> SCHRIFTLICHE AUFGABE 1
Beantworte anhand des Textes über die Ashikaga-Periode diese Fragen:
(a) Von welchem Zweig der Minamoto-Familie hat die Ashikaga-Periode ihren Namen?
(b) Wodurch suchten die Ägypter und Assyrer Erhabenheit auszudrücken?
(c) Was gilt in der sogenannten klassischen Periode als höchste Schönheit?
> SCHRIFTLICHE AUFGABE 2
Führe den Text über die Ashikaga-Periode im gleichen Stil um einen Absatz weiter, im Anschluss an seinen letzten Satz.

> LESETEXT
Die Ashikaga-Periode hat ihren Namen von jenem Zweig der Minamoto-Familie, der in erblicher Nachfolge zum Shôgunat gelangte. Sie schlägt als natürliche Folge des Kamakura-Heldenkultus den Grundton der modernen Kunst an, den der Romantik im wahrsten Sinne des Wortes.

Die Besiegung der Materie durch den Geist ist von jeher das Ziel der miteinander ringenden Weltkräfte gewesen, und jede neue Entwickelungsstufe der Kultur zeichnet sich, im Orient wie im Abendlande, durch eine Steigerung des zur Schau getragenen Triumphes über diesen Sieg aus. Die bei der europäischen Wissenschaft so beliebte Einteilung der Kunst in drei Abschnitte entbehrt zwar vielleicht der Genauigkeit, hat aber dennoch ihre unfehlbare Richtigkeit, da das Grundgesetz von Leben und Fortschritt nicht nur der Kunstgeschichte als Ganzes, sondern auch dem Erscheinen und Wachstum einzelner Künstler und ihrer Schulen unterliegt.

Der Osten hat seine eigene symbolische oder, besser gesagt, formalistische Kunst erzeugt, in der die Materie oder die materielle Form das Geistige beherrschte. Die Ägypter und Assyrer mühten sich, durch ungeheure Steinblöcke Erhabenheit auszudrücken, so wie der Inder durch zahllose Wiederholungen in seinen Schöpfungen die Unendlichkeit darzustellen sucht. Auch die Chinesen der Chou- und der Han-Dynastie wollen in der Großen Mauer und in den unendlich fein verschlungenen Linien ihrer Bronzen das Göttliche ausdrücken. Die älteste, von ihrer Entstehung bis zur Nara-Zeit datierende Periode der japanischen Kunst fällt, mag sie auch noch so sehr von dem reinen Ideal der frühesten nordbuddhistischen Schule beeinflußt sein, dennoch unter diese Gruppe, da sie die Form und die formale Schönheit zum Maßstabe der Kunstwertung nimmt.

Es folgt die sogenannte klassische Periode, in der die Vereinigung von Geist und Materie als höchste Schönheit gilt. Dem gleichen Antrieb unterlag auch die pantheistische Philosophie Griechenlands, und die Werke des Parthenons wie die unsterblichen Schöpfungen von Phidias und Praxiteles sind ihr reinster Ausdruck. Im Osten tritt diese Entwickelungsstufe als die zweite nordbuddhistische Schule in Erscheinung.

(Datensätze zur Erkennungsannotation)
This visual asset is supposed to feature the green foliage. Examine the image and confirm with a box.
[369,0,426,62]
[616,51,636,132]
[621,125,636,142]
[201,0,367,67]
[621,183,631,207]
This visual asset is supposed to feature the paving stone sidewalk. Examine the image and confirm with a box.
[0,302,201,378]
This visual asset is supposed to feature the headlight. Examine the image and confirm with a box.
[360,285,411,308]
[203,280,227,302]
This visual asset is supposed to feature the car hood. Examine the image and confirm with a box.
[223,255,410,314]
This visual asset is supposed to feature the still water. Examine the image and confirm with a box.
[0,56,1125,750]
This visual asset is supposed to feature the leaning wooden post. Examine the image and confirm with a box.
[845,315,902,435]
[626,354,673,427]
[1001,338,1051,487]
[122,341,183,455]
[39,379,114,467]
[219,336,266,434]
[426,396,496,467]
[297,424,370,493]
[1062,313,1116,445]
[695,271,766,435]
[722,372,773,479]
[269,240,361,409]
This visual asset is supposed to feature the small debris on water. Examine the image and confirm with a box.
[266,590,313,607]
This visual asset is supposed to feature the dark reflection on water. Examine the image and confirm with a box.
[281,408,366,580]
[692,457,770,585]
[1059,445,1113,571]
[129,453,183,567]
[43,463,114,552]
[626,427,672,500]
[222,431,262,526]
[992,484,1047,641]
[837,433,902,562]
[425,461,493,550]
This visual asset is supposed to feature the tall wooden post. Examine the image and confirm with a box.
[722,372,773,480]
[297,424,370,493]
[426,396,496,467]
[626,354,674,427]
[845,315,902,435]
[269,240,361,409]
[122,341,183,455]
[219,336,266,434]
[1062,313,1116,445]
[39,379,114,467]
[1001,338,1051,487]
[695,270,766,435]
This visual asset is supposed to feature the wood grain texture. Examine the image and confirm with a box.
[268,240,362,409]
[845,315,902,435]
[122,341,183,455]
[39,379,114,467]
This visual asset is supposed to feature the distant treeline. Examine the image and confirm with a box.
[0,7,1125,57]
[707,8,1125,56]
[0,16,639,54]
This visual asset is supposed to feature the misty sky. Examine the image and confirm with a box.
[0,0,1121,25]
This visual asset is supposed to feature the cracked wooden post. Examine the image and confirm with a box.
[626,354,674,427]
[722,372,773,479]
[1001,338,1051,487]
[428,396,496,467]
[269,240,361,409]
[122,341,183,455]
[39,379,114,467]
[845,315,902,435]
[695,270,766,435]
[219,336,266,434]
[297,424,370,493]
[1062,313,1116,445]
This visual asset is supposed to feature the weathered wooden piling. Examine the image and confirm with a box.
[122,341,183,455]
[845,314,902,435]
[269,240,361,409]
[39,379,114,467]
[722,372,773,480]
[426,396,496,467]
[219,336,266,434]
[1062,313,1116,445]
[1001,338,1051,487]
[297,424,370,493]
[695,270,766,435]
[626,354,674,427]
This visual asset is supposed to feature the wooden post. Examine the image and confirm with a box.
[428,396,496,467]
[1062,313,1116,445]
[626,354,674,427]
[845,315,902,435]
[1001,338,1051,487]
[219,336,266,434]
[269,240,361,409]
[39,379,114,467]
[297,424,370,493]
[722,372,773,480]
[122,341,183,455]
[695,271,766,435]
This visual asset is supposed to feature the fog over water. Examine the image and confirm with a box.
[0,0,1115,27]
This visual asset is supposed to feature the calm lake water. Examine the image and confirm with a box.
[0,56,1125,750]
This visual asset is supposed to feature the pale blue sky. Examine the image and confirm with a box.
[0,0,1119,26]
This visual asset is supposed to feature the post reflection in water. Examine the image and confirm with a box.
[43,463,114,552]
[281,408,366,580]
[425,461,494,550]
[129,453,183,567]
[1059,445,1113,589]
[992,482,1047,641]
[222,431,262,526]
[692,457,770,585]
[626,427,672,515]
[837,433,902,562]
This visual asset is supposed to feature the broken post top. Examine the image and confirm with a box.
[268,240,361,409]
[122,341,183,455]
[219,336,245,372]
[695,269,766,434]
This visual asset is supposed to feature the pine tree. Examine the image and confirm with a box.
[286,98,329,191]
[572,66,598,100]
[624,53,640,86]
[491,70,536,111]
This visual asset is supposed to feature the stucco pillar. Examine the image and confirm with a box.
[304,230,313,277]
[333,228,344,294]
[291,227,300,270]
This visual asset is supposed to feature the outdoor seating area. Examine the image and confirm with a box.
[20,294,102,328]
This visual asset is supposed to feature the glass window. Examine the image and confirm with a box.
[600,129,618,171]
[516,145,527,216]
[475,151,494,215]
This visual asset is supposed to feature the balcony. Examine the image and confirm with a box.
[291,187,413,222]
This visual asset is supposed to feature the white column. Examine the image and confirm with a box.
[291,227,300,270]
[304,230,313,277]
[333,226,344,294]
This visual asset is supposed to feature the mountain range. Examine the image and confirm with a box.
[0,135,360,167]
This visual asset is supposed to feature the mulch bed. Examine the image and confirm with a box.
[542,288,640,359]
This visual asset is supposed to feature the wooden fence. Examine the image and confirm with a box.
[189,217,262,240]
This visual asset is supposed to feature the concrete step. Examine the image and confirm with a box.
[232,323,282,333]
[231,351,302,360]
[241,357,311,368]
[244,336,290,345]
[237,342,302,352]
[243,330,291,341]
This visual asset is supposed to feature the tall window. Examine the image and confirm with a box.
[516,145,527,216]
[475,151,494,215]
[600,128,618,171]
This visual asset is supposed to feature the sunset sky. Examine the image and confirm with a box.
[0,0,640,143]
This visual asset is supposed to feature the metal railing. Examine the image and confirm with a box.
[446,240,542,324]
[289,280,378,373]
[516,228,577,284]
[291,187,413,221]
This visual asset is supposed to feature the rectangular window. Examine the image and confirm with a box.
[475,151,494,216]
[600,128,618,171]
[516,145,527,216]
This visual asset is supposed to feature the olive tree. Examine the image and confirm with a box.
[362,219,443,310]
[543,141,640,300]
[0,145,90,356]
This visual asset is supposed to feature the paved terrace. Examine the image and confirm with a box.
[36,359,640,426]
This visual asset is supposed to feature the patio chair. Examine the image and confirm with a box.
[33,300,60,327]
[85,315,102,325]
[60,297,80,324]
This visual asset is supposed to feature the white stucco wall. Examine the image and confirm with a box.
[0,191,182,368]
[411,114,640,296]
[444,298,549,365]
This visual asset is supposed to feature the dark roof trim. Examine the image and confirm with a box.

> LÖSUNG 1
(a) Von jenem Zweig, der in erblicher Nachfolge zum Shôgunat gelangte.
(b) Durch ungeheure Steinblöcke.
(c) Die Vereinigung von Geist und Materie.

> LÖSUNG 2
Während der T'ang-Dynastie und Nara-Periode sehen wir einen objektiven Idealismus unter dem Einfluß Indiens zur Zeit der Gupta seinen Höhepunkt erreichen und sich zur konkreten Kosmologie des esoterischen Pantheons verhärten. Die Verwandtschaft der japanischen Kunst dieser Zeit mit der Kunst der griechisch-römischen Periode beruht auf der weitgehenden Ähnlichkeit ihrer Umgebung mit der geistigen Atmosphäre der klassischen Völker des Abendlandes.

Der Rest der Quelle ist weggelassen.